◆ Exercise ◆
Write out the full passage about a child's peanut allergy, word for word, with nothing changed.

(Exercise passage begins)

My son experienced a life-threatening anaphylactic reaction and was diagnosed with a peanut allergy at age 2. You can read more about that story here. Since that day, I’ve carried two EpiPens, Benadryl and an unshakable sense of anxiety about my son coming into contact with a deadly substance. His allergy to peanuts has shaped the way I parent. It has impacted the way he experiences the world. The allergy also has limited the opportunities that we consider safe for him. There are parties and events that we skip simply because we can’t guarantee that the food will be safe. I’ve endured more than a few eye rolls at the ice cream shop when we ask for a scoop of chocolate from an unopened container with newly washed scoops. Sending him to school has been an act of faith and trust.
Pediatricians and experts in the allergy field recommend strict avoidance of the known allergen. Allergy Action Plans are written, signed and distributed to everyone with whom the child may have contact. The first multi-word phrases my son learned were “I can’t have nuts” and “I have a peanut allergy”. We coached him to ask about peanuts every single time he accepted food from someone, even from someone he knew well. This has been a nerve-racking existence that is often overwhelming for him and for us. Sleep-away summer camp seemed impossible. Traveling abroad where he doesn’t speak the language seemed totally out of the question. Can you imagine the likelihood of peanut cross-contamination in Thailand? Probably a terrifying 100%.
There has to be a better way
Through searching and serendipity, I stumbled across a treatment for food allergies called Oral Immunotherapy, or OIT for short. OIT is very similar to allergy shots in that very small amounts of the allergen are introduced in a very controlled and methodical way. All we had to do was find a Board Certified Allergist, willing to provide OIT. Unfortunately, this proved to be a challenge. OIT doctors are rare and the demand far outpaces the number of doctors available. After more searching and a substantial time on the wait list, we drove the 2.5 hours to West Hartford, CT for the initial desensitization visit.

(Exercise passage ends)
(Data for review begins)

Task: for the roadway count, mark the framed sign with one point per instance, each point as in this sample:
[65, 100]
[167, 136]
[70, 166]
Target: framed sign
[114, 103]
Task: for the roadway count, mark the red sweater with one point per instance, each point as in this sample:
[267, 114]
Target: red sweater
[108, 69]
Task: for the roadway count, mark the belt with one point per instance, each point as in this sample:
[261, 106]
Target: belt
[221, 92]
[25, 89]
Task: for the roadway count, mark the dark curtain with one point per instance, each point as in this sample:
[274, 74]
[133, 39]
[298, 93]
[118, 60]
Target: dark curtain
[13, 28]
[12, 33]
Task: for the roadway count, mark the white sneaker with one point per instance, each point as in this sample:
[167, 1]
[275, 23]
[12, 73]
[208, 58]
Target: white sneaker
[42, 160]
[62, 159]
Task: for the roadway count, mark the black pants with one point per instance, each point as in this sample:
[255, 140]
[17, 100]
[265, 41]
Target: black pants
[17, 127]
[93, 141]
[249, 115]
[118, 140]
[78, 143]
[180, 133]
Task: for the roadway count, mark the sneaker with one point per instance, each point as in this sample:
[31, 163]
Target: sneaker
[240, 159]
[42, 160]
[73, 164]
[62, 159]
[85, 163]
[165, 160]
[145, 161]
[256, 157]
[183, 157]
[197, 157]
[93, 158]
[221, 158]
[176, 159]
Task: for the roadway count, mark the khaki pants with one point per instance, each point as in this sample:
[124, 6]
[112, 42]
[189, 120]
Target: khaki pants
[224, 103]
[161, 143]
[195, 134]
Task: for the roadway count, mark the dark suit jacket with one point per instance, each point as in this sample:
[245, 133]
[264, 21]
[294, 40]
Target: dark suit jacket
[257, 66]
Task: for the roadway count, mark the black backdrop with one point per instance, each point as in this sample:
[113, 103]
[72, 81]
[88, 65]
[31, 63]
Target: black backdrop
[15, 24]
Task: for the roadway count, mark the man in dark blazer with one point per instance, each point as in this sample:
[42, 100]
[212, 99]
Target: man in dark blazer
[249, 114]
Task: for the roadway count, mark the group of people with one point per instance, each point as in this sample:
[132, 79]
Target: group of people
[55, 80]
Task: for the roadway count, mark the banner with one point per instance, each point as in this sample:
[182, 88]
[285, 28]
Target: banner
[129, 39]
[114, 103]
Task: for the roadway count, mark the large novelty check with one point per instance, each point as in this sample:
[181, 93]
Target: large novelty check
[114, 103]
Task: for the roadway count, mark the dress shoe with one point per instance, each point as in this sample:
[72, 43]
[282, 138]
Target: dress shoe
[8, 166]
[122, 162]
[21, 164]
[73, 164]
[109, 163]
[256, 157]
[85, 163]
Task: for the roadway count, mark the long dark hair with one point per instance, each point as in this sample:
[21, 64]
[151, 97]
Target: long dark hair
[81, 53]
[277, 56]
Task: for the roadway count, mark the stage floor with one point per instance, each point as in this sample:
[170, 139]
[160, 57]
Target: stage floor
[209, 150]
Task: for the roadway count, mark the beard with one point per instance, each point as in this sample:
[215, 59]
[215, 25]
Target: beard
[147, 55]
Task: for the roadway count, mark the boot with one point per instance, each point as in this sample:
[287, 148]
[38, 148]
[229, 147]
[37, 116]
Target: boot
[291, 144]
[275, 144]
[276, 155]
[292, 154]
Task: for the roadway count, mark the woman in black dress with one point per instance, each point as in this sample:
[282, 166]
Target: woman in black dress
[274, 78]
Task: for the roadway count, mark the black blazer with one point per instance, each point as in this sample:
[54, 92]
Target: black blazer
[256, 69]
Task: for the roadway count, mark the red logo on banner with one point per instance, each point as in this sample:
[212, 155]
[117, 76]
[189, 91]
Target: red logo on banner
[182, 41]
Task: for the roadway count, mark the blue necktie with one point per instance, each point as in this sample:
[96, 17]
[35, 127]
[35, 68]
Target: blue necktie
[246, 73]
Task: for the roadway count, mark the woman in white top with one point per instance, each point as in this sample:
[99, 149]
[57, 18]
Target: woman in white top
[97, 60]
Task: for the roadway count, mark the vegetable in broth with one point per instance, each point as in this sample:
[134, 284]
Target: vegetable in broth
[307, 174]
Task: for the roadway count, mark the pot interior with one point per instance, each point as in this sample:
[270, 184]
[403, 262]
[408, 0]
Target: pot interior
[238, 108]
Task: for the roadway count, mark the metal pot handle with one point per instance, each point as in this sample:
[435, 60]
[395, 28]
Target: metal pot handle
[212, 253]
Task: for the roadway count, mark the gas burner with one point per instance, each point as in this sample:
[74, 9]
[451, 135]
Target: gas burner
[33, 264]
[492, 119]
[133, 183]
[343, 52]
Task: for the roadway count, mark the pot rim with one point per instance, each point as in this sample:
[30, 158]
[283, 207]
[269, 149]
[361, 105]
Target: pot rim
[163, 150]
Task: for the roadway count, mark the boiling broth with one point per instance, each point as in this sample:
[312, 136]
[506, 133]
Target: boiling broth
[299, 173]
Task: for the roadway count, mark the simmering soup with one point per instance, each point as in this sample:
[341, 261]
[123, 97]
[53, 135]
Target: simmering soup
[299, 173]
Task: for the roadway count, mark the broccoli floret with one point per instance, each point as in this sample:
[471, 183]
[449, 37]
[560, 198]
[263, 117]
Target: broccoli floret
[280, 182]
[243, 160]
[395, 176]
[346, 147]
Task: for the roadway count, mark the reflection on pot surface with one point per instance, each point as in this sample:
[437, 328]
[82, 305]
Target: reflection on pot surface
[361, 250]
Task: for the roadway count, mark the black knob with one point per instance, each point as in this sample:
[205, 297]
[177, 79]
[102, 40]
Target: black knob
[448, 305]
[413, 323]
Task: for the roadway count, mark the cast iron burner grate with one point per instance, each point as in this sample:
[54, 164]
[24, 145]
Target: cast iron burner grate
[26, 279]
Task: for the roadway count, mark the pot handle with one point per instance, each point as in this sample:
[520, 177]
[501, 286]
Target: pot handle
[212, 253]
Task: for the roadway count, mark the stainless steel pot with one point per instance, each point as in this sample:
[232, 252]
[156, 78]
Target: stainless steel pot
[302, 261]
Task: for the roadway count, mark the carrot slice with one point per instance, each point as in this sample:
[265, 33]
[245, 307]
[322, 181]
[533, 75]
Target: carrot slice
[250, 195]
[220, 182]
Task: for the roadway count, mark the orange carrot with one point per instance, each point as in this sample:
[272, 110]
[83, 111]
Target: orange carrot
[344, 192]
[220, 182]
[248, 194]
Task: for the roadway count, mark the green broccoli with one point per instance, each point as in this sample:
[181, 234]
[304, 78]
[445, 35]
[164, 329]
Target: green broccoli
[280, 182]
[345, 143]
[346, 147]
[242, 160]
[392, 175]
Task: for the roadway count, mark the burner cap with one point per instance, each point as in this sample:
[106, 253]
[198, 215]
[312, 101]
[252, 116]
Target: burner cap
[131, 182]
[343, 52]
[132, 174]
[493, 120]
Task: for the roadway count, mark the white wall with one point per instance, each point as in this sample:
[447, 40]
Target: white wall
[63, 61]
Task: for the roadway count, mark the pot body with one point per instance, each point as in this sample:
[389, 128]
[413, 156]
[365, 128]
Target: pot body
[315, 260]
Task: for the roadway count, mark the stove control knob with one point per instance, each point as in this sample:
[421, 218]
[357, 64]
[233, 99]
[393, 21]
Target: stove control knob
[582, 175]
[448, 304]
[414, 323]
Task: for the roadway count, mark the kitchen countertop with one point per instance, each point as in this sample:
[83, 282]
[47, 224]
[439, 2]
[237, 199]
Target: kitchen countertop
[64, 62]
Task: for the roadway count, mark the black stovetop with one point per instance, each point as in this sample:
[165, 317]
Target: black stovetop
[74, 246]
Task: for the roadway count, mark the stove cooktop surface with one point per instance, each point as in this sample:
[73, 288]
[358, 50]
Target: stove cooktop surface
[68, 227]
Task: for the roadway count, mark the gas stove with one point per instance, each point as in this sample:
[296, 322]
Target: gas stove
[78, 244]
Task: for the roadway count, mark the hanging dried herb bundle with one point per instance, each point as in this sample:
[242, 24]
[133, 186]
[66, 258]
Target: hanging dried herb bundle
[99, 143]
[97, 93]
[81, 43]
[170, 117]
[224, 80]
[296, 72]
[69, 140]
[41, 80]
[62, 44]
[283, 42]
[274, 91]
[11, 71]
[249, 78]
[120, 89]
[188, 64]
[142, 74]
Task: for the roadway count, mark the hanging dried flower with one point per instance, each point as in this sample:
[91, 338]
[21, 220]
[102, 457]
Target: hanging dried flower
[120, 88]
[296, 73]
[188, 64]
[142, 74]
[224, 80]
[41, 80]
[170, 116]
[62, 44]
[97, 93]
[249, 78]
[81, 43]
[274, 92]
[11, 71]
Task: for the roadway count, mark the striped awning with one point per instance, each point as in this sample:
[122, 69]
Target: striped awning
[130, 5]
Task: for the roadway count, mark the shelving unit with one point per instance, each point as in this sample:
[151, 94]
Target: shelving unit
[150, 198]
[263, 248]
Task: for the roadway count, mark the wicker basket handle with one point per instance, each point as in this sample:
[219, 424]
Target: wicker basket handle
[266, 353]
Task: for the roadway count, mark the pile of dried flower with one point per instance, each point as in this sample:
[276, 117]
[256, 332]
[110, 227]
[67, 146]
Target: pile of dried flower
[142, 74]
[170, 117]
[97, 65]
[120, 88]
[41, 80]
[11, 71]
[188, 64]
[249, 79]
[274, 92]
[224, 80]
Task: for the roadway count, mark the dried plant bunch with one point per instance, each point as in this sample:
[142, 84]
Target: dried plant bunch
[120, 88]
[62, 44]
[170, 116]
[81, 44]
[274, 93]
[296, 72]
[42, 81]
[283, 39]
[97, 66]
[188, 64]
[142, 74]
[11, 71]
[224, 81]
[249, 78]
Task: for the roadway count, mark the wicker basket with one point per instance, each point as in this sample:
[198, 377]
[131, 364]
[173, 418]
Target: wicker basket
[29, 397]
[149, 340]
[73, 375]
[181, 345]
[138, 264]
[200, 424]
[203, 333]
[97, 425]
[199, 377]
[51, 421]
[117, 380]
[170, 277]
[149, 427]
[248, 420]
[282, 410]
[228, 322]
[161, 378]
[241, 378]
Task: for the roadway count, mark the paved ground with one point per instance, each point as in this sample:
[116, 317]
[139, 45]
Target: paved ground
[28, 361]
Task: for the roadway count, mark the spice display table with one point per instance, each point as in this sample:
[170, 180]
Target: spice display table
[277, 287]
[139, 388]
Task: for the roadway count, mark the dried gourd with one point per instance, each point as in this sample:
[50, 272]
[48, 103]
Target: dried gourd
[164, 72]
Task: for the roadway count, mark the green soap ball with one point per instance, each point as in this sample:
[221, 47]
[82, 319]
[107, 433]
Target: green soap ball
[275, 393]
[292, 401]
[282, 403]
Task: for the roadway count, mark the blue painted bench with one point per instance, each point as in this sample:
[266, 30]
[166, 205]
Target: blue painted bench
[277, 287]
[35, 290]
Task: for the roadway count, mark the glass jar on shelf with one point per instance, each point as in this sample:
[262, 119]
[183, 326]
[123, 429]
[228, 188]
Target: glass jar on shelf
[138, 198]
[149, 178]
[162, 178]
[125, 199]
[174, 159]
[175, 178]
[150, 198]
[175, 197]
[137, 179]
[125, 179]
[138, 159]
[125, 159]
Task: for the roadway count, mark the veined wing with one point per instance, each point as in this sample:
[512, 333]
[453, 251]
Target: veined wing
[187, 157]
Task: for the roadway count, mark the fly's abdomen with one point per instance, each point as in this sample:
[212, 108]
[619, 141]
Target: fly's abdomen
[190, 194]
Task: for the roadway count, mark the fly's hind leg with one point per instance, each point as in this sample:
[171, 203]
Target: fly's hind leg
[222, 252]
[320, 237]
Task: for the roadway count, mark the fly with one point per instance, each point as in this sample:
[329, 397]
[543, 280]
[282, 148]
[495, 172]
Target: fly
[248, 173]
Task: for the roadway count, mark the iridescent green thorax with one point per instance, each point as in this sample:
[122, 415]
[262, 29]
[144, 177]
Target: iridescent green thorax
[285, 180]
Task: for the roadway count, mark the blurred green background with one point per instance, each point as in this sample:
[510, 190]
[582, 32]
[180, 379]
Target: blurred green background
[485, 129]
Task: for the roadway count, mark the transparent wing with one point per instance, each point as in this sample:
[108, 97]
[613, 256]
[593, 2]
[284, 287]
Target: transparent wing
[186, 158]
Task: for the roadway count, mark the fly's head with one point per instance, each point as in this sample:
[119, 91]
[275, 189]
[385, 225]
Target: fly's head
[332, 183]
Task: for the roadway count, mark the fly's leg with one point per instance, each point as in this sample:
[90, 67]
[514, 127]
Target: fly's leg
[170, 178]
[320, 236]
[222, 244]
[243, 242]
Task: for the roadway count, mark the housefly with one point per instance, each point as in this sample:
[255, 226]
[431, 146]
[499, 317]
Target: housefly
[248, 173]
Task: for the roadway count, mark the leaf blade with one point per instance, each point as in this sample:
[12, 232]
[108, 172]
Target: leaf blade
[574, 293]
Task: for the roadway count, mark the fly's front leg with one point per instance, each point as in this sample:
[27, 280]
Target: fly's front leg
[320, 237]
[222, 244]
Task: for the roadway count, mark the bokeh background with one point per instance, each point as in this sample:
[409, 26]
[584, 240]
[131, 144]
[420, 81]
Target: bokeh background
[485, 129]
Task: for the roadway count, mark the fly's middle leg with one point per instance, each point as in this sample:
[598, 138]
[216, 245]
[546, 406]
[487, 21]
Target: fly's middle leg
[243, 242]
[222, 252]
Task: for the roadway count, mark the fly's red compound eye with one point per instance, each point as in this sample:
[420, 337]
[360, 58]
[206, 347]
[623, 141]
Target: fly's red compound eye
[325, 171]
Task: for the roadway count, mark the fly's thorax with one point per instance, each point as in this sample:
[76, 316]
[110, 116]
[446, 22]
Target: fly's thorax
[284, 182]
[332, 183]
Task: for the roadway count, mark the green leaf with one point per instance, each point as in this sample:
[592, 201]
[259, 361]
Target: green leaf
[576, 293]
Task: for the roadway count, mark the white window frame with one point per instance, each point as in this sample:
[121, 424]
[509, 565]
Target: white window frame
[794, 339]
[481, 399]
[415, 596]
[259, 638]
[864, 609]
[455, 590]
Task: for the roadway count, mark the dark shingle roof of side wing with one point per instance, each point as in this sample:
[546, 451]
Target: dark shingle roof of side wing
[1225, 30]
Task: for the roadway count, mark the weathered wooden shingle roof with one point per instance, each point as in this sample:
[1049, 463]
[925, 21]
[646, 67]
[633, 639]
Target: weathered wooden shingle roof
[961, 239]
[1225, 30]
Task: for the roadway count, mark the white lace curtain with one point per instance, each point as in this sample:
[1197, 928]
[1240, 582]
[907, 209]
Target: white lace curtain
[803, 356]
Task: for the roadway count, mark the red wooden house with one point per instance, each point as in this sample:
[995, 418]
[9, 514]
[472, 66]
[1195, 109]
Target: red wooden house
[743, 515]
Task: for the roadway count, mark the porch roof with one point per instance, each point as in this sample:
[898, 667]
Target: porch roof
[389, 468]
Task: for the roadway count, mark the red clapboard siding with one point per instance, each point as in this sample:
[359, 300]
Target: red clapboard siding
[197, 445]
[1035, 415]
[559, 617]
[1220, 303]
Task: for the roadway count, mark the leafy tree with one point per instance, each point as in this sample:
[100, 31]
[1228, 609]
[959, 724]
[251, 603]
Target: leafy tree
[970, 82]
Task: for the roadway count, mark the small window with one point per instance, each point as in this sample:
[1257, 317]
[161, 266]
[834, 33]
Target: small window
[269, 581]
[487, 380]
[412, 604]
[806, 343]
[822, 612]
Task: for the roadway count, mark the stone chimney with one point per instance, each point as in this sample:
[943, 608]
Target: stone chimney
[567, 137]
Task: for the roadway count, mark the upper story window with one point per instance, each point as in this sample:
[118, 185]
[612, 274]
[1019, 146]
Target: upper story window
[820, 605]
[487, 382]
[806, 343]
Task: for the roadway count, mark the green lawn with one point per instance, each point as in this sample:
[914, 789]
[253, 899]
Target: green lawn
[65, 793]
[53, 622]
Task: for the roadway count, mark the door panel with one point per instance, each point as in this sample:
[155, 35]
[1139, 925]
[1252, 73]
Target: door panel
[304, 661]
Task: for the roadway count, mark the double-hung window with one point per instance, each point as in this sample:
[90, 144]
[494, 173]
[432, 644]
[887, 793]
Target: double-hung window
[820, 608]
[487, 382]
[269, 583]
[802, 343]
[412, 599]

(Data for review ends)

◆ Response to the exercise ◆
My son experienced a life-threatening anaphylactic reaction and was diagnosed with a peanut allergy at age 2. You can read more about that story here. Since that day, I’ve carried two EpiPens, Benadryl and an unshakable sense of anxiety about my son coming into contact with a deadly substance. His allergy to peanuts has shaped the way I parent. It has impacted the way he experiences the world. The allergy also has limited the opportunities that we consider safe for him. There are parties and events that we skip simply because we can’t guarantee that the food will be safe. I’ve endured more than a few eye rolls at the ice cream shop when we ask for a scoop of chocolate from an unopened container with newly washed scoops. Sending him to school has been an act of faith and trust.
Pediatricians and experts in the allergy field recommend strict avoidance of the known allergen. Allergy Action Plans are written, signed and distributed to everyone with whom the child may have contact. The first multi-word phrases my son learned were “I can’t have nuts” and “I have a peanut allergy”. We coached him to ask about peanuts every single time he accepted food from someone, even from someone he knew well. This has been a nerve-racking existence that is often overwhelming for him and for us. Sleep-away summer camp seemed impossible. Traveling abroad where he doesn’t speak the language seemed totally out of the question. Can you imagine the likelihood of peanut cross-contamination in Thailand? Probably a terrifying 100%.
There has to be a better way
Through searching and serendipity, I stumbled across a treatment for food allergies called Oral Immunotherapy, or OIT for short. OIT is very similar to allergy shots in that very small amounts of the allergen are introduced in a very controlled and methodical way. All we had to do was find a Board Certified Allergist, willing to provide OIT. Unfortunately, this proved to be a challenge. OIT doctors are rare and the demand far outpaces the number of doctors available. After more searching and a substantial time on the wait list, we drove the 2.5 hours to West Hartford, CT for the initial desensitization visit.